Na conversa, ela me disse uma verdade que deve inspirar todos os que são apaixonados por jornalismo: ela se sente plenamente realizada e diz que olha para trás e só sente orgulho. Ela tem razão. Em 1979, Isabela cursava a universidade à noite e trabalhava de manhã na Rádio Nacional, como repórter de rua. Foi aprovada no concurso de estágio da Globo depois de fazer provas de conhecimentos gerais ao lado de centenas de candidatos (quase como um vestibular) e, depois, já num grupo menor, de passar por entrevistas seletivas com editores do JN. Foram aprovadas dez mulheres. O estágio durou cerca de um ano e Isabela passou por todos os setores do jornalismo. O contrato foi assinado em janeiro de 1980.

A primeira missão depois de ser efetivada foi trabalhar na salinha da apuração da Editoria Rio. Conversava com bombeiros e policiais nas dezenas de rondas pelo telefone - era ali que um repórter aprendia a fazer perguntas. Fez a primeira reportagem para o JN naquele período. No tempo da película, havia uma quantidade sempre muito pequena de filme na câmera: mas ela fez uma "passagem" e uma entrevista sem errar ("de blusa azul"), ela me contou na nossa última conversa. Em seis meses, surgiu uma vaga no departamento de esportes e ela transferida. Foi pioneira.

Na década de 1980, havia pouquíssimas mulheres no jornalismo esportivo - só algumas em rádio e jornal. Na Globo, a repórter Mônika Leitão foi escalada para a Olimpíada de Moscou (1980), mas logo depois pediu demissão. Isabela foi assim, por muitos anos, a única mulher na nossa equipe esportiva. Nos estádios, em dias de jogos, o público reagia com todo tipo de brincadeira preconceituosa quando ficava no campo. A pergunta que mais ouvia era: "Você entende de futebol?". Ela não entrava no vestiário, claro. Eram os jogadores que iam até a porta para a gravação. Mas nunca deixou de noticiar algum fato e nem foi desrespeitada por jogadores ou treinadores. Nunca deixou de fazer reportagem esportiva por ser mulher. Ela lembra que foi Hedyl Valle Júnior quem teve a ousadia de a escalar para coberturas internacionais.

══════

> _Exercício curto 1_
Informe quantas linhas abaixo contêm a palavra "formatted", levando em conta maiúsculas e minúsculas. Responda apenas com o número.

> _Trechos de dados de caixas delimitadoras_
══════

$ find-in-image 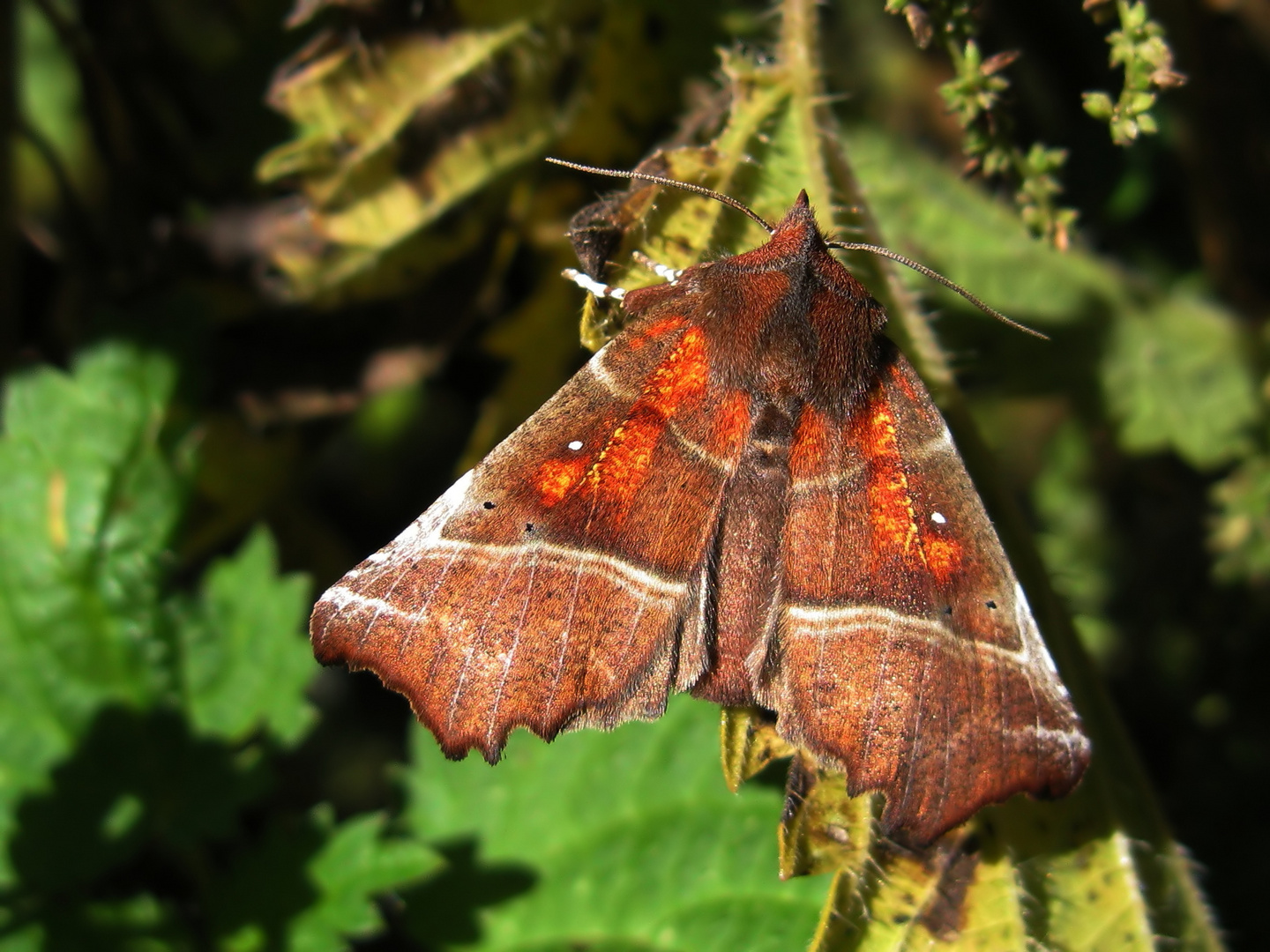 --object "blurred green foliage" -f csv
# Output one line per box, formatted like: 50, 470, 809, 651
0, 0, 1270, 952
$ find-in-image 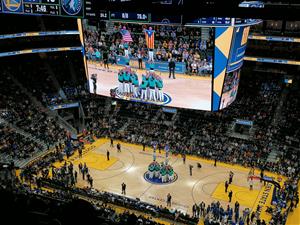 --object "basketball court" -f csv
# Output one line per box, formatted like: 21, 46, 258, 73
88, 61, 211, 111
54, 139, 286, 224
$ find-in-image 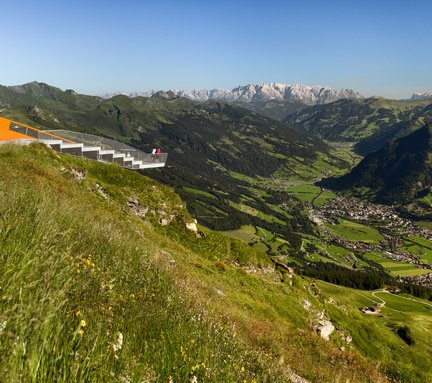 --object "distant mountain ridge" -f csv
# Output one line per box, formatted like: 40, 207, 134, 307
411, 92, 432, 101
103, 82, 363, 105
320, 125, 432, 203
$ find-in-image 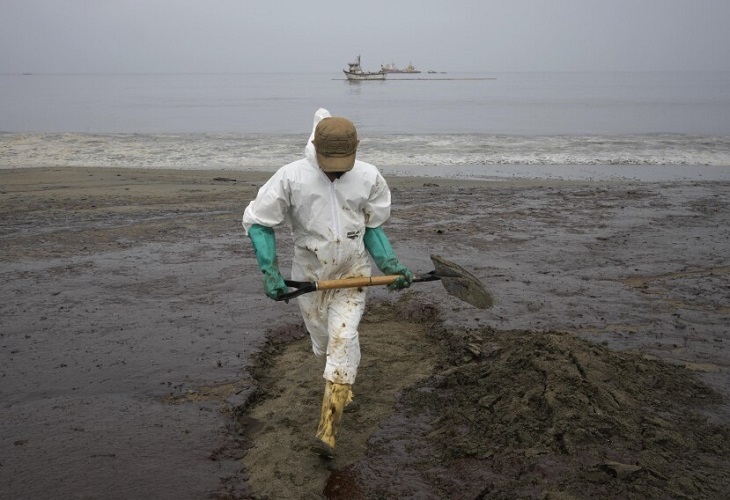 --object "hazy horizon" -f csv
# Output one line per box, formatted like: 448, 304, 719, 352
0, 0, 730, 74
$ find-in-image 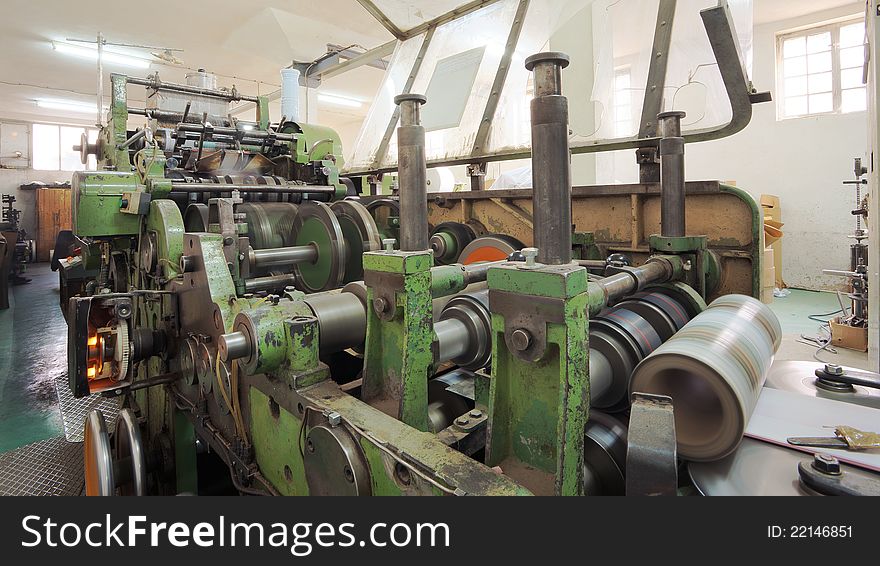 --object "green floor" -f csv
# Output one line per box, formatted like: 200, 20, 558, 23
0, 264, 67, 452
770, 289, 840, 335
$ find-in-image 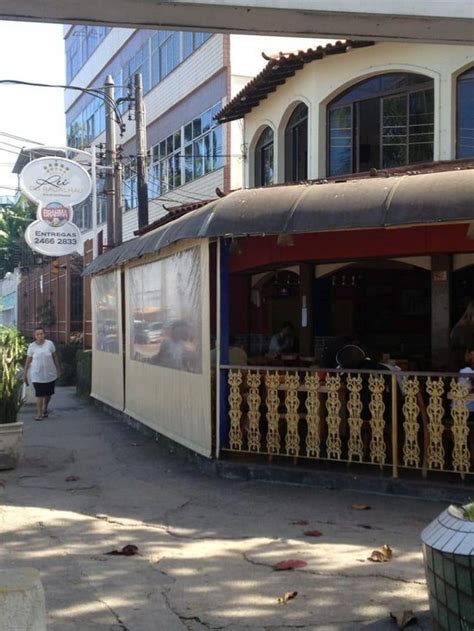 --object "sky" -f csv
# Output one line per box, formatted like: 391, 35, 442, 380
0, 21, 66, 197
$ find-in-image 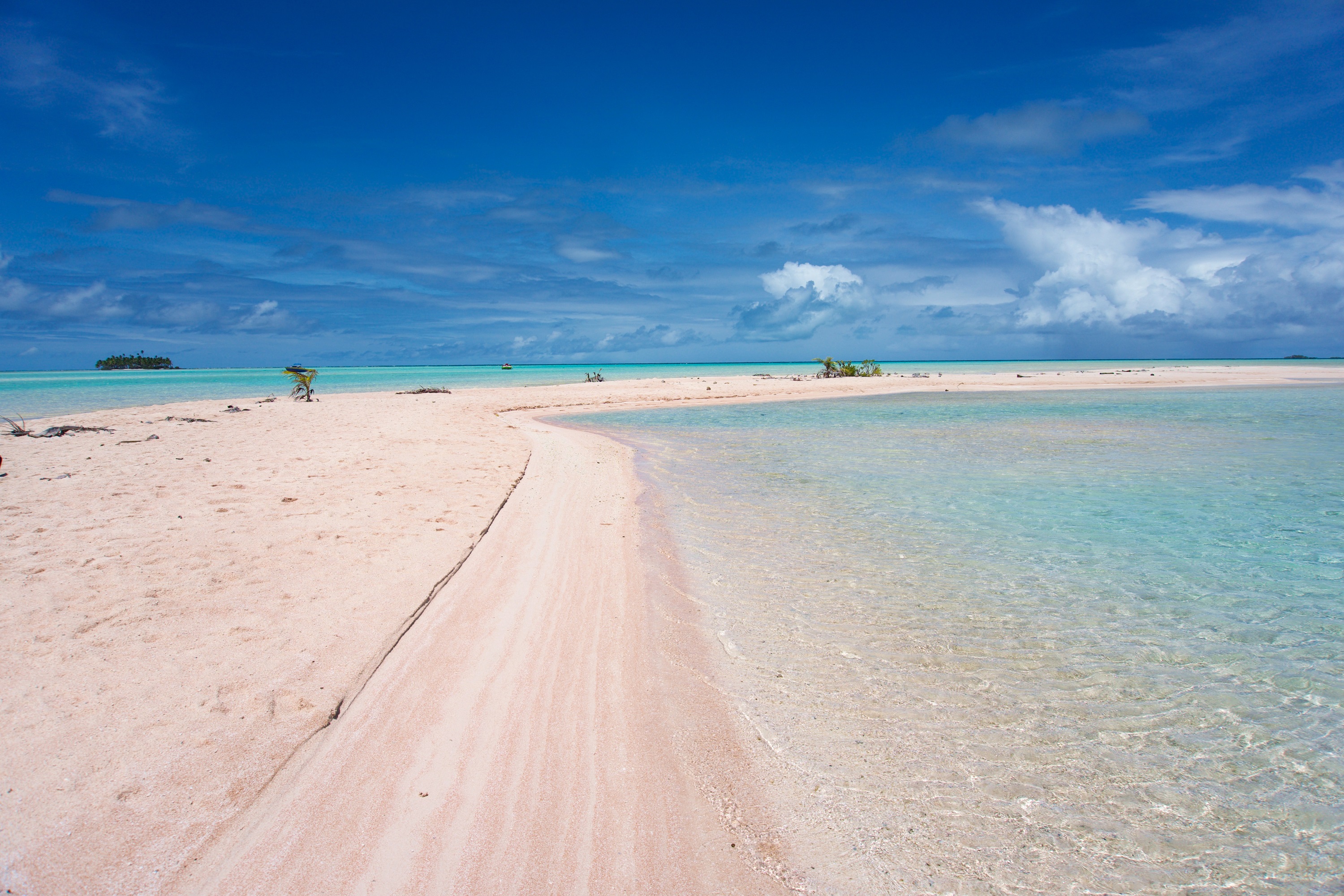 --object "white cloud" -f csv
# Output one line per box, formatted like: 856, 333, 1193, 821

══════

> _Exercício curto 2_
Traduza para o inglês esta frase do texto sobre a repórter Isabela: "Isabela foi assim, por muitos anos, a única mulher na nossa equipe esportiva."

> _Resposta da tarefa 1_
7

> _Resposta da tarefa 2_
Isabela was thus, for many years, the only woman on our sports team.